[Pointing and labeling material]
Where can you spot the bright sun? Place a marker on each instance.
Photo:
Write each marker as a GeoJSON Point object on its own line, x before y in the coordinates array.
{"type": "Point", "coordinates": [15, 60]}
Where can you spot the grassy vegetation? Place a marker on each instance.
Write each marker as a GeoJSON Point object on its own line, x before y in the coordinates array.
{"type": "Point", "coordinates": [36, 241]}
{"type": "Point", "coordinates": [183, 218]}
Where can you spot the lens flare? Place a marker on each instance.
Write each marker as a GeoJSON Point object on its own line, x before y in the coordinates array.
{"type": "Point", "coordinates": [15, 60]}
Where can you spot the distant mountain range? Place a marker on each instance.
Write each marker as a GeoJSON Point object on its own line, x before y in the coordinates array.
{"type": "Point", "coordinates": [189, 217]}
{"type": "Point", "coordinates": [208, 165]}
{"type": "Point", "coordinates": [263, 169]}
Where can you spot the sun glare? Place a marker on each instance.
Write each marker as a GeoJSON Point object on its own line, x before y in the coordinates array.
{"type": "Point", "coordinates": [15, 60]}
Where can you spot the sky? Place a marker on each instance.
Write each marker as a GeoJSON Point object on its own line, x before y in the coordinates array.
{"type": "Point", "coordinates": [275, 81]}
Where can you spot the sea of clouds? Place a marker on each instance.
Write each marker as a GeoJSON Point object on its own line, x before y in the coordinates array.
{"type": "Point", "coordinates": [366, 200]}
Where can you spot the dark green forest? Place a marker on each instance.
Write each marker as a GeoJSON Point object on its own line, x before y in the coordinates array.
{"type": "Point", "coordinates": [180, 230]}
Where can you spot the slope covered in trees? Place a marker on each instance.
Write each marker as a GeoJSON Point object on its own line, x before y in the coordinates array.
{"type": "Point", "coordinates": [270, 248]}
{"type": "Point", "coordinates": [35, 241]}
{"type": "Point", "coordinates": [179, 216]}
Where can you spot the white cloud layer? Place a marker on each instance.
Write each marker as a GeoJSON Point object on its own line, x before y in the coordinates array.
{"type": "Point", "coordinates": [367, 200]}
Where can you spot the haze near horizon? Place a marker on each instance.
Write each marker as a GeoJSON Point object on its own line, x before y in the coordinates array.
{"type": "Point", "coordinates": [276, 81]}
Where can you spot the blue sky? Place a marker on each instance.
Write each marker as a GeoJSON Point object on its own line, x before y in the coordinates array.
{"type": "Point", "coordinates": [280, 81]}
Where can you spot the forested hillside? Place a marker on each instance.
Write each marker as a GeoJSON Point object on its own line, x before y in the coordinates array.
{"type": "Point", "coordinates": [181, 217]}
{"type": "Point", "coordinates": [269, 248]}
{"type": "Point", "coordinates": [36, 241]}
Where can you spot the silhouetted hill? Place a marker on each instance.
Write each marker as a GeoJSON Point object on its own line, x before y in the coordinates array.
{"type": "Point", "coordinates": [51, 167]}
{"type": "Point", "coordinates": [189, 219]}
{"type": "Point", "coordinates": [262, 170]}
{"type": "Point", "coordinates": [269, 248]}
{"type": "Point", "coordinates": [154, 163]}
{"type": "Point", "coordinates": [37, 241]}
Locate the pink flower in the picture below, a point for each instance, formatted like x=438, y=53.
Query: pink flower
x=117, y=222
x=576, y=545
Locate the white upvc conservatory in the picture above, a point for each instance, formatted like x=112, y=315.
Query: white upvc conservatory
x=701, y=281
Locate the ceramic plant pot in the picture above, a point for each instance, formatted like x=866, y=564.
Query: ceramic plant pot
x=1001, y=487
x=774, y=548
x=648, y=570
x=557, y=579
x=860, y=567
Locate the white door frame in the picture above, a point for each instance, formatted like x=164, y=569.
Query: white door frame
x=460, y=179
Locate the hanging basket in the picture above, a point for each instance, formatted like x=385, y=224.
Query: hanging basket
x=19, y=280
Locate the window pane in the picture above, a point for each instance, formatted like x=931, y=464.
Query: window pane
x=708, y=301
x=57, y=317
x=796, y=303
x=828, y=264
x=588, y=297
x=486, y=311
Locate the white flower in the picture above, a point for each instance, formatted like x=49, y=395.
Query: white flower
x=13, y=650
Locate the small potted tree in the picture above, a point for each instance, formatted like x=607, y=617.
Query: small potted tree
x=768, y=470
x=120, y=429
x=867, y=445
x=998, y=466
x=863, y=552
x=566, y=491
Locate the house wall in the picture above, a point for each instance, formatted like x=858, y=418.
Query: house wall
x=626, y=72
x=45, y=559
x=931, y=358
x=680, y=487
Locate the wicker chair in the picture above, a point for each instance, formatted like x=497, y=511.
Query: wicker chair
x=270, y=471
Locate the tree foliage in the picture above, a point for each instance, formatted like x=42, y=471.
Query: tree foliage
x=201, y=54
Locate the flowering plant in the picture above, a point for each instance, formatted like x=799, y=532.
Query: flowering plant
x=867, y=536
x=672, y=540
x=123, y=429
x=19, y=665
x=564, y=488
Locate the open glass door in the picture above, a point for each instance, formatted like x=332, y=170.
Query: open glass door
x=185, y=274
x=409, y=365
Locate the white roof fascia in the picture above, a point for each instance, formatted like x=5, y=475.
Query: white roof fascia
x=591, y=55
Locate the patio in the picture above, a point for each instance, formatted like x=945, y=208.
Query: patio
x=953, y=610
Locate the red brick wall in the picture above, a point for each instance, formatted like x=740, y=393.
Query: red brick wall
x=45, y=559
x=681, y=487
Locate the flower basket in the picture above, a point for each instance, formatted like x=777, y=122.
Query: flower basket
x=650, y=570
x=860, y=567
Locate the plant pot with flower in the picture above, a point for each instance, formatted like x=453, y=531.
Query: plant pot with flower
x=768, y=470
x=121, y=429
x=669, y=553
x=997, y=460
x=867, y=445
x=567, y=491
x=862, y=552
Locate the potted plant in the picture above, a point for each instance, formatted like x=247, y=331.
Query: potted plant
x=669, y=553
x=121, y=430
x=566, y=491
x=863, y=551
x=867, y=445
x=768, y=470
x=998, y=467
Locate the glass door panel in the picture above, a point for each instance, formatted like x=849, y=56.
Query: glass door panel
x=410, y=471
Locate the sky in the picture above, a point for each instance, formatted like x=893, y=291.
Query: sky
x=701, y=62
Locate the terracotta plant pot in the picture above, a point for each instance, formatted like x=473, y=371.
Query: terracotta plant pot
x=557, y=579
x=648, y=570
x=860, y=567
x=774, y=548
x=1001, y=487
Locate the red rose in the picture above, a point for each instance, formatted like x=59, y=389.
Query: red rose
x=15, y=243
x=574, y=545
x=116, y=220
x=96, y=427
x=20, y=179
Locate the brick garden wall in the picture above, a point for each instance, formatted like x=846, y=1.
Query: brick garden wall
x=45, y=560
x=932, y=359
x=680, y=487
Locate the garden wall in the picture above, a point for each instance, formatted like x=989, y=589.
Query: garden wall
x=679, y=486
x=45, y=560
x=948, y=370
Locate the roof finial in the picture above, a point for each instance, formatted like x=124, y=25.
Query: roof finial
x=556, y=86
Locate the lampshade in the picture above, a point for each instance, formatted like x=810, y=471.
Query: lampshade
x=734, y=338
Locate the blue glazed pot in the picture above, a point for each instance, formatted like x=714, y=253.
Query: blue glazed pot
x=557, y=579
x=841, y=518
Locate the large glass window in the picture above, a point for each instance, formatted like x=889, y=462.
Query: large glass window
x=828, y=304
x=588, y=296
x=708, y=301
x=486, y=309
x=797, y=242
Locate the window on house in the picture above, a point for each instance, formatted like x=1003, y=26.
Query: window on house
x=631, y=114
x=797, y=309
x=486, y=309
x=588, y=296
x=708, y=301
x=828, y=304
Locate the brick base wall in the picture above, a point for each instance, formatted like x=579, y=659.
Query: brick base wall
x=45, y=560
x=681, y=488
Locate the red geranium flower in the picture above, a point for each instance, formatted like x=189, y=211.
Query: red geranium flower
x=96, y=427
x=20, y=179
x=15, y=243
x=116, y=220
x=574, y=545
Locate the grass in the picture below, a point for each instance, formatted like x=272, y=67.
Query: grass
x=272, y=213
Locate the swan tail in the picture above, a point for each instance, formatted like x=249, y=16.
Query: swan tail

*Problem description*.
Lay out the material from the line with "Locate the house" to the line with "x=591, y=55", both lines included, as a numbered list with one line per item and no blank lines.

*Task solution*.
1. Locate the house wall in the picture above, a point for each instance, formatted like x=858, y=418.
2. Query: house wall
3. x=626, y=72
4. x=45, y=559
5. x=931, y=358
6. x=680, y=487
7. Locate the wicker chair in the picture above, a point for each instance, formatted like x=497, y=511.
8. Query: wicker chair
9. x=270, y=471
10. Locate the tree foliage in the picture above, a point for each instance, formatted like x=42, y=471.
11. Query: tree foliage
12. x=201, y=54
13. Locate the flowering plant in the picture above, a point for each instance, formatted like x=799, y=532.
14. Query: flowering plant
15. x=867, y=536
16. x=672, y=540
17. x=123, y=429
18. x=19, y=665
19. x=564, y=488
20. Locate the open glass door in the picture above, a point for each instance, formatted like x=332, y=170.
21. Query: open glass door
22. x=185, y=274
23. x=409, y=365
24. Locate the white roof fascia in the picture above, a point for each instance, formatted like x=5, y=475.
25. Query: white roof fascia
26. x=591, y=55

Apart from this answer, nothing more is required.